Required action -
Look through the lines below for the word "spec", and copy every line that has it.
____________________
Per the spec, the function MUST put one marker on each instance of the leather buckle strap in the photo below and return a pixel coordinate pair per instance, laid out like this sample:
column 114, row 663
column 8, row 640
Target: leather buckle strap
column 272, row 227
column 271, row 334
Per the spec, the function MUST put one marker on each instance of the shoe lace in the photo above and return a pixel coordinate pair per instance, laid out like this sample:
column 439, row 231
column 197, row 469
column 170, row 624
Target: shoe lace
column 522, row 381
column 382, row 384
____________________
Exercise output -
Per the spec, the function MUST put one marker on each instance of the leather buckle strap in the photo below and return a pixel coordinate pair per instance, laid out like this sample:
Per the spec, the function MUST put one marker on each instance of the shoe lace in the photo above and return a pixel coordinate pair per instance, laid out like this sample:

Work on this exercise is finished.